REQUIRED WORK
Give the records back in full, exactly as they read.

EXTRACTED DATA
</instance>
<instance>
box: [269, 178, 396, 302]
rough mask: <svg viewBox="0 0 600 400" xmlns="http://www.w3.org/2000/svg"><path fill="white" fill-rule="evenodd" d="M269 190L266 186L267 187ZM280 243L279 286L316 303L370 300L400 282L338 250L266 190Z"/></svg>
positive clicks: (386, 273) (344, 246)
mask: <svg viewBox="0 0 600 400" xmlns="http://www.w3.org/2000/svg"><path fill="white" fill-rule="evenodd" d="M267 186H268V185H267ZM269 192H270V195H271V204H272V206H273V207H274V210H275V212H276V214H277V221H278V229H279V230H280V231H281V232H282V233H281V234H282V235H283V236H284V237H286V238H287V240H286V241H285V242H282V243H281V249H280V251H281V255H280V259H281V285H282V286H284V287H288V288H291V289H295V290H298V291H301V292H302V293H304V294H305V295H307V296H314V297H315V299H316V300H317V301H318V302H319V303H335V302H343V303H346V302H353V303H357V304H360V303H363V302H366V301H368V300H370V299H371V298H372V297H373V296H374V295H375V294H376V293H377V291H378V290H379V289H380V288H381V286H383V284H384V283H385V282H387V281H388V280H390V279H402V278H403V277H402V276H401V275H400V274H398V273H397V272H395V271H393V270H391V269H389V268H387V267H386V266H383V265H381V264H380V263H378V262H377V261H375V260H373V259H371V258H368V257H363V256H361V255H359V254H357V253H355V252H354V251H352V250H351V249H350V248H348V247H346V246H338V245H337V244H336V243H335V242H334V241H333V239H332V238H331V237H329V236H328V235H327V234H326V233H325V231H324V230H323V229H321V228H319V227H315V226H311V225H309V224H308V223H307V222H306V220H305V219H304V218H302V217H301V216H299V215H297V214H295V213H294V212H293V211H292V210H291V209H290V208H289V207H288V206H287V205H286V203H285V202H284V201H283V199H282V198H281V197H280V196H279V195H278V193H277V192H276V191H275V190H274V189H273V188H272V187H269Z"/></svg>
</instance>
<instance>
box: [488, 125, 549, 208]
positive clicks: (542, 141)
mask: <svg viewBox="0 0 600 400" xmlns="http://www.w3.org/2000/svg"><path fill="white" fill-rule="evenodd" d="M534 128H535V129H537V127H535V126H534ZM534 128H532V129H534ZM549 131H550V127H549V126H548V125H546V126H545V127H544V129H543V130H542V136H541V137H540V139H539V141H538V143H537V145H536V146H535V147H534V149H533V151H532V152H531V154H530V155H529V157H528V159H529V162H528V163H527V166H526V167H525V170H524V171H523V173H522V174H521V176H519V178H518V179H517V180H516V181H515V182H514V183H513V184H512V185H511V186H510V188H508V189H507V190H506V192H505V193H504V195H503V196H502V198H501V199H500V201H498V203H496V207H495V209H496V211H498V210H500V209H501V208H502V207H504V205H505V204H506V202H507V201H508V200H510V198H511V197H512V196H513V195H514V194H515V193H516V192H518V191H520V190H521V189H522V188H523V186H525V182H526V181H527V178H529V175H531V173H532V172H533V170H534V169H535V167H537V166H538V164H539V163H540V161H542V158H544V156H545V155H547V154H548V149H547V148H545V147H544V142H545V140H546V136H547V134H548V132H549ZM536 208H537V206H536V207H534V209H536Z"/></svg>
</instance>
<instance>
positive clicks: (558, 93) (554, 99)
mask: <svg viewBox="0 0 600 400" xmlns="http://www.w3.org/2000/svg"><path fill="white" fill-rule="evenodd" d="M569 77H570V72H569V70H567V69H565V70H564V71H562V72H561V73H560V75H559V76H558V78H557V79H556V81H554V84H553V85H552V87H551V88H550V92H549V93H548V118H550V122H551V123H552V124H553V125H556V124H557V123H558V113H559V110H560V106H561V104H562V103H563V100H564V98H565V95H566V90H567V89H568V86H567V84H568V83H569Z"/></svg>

RESULT OF THE EXERCISE
</instance>
<instance>
box: [269, 178, 396, 302]
rough mask: <svg viewBox="0 0 600 400" xmlns="http://www.w3.org/2000/svg"><path fill="white" fill-rule="evenodd" d="M269 190L266 186L267 187ZM280 243L279 286L316 303L370 300L400 282L338 250L266 190Z"/></svg>
positive clicks: (386, 273) (344, 246)
mask: <svg viewBox="0 0 600 400" xmlns="http://www.w3.org/2000/svg"><path fill="white" fill-rule="evenodd" d="M267 186H268V185H267ZM269 192H270V195H271V204H272V206H273V207H274V210H275V212H276V214H277V221H278V229H279V230H280V231H281V232H282V233H281V234H282V235H283V236H284V237H286V238H287V240H286V241H285V242H282V243H281V249H280V251H281V255H280V259H281V285H282V286H284V287H288V288H291V289H295V290H298V291H301V292H302V293H304V294H305V295H307V296H314V297H315V299H316V300H317V301H318V302H319V303H335V302H343V303H346V302H353V303H357V304H360V303H363V302H366V301H368V300H370V299H371V298H372V297H373V296H374V295H375V294H376V293H377V291H378V290H379V289H380V288H381V286H383V284H384V283H385V282H387V281H388V280H390V279H402V278H403V277H402V276H401V275H400V274H398V273H397V272H395V271H393V270H391V269H389V268H387V267H386V266H383V265H381V264H380V263H378V262H377V261H375V260H373V259H371V258H368V257H363V256H361V255H359V254H357V253H355V252H354V251H352V250H351V249H350V248H348V247H346V246H338V245H337V244H336V243H335V242H334V241H333V239H332V238H331V237H329V236H328V235H327V234H326V233H325V231H324V230H323V229H321V228H319V227H315V226H311V225H309V224H308V223H307V222H306V220H305V219H304V218H302V217H301V216H299V215H297V214H295V213H294V212H293V211H292V210H291V209H290V208H289V207H288V206H287V205H286V203H285V202H284V201H283V199H282V198H281V197H280V196H279V195H278V193H277V192H276V191H275V190H274V189H273V188H272V187H269Z"/></svg>
</instance>
<instance>
box: [488, 125, 549, 208]
positive clicks: (542, 141)
mask: <svg viewBox="0 0 600 400" xmlns="http://www.w3.org/2000/svg"><path fill="white" fill-rule="evenodd" d="M534 128H535V129H537V127H535V126H534ZM534 128H532V129H534ZM549 131H550V127H549V126H548V125H546V126H545V127H544V129H543V130H542V136H541V137H540V139H539V141H538V143H537V145H536V146H535V147H534V149H533V151H532V152H531V154H530V155H529V157H528V159H529V162H528V163H527V166H526V167H525V170H524V171H523V173H522V174H521V176H519V178H518V179H517V180H516V181H515V182H514V183H513V184H512V185H511V186H510V188H508V189H507V190H506V192H505V193H504V195H503V196H502V198H501V199H500V201H498V203H496V207H495V209H496V211H498V210H500V209H501V208H502V207H504V205H505V204H506V202H507V201H508V200H510V198H511V197H512V196H513V195H514V194H515V193H516V192H518V191H520V190H521V189H522V188H523V186H525V182H526V181H527V178H529V175H531V173H532V172H533V170H534V169H535V167H537V166H538V164H539V163H540V161H542V158H544V156H545V155H547V154H548V149H547V148H545V147H544V142H545V140H546V136H547V134H548V132H549ZM536 208H537V206H536V207H534V209H536Z"/></svg>
</instance>
<instance>
positive clicks: (558, 93) (554, 99)
mask: <svg viewBox="0 0 600 400" xmlns="http://www.w3.org/2000/svg"><path fill="white" fill-rule="evenodd" d="M569 77H570V72H569V70H567V69H565V70H564V71H562V72H561V73H560V75H559V76H558V78H557V79H556V81H554V84H553V85H552V87H551V88H550V92H549V93H548V118H550V122H551V123H552V124H553V125H556V124H557V123H558V113H559V110H560V106H561V104H562V103H563V100H564V98H565V95H566V90H567V89H568V86H567V84H568V83H569Z"/></svg>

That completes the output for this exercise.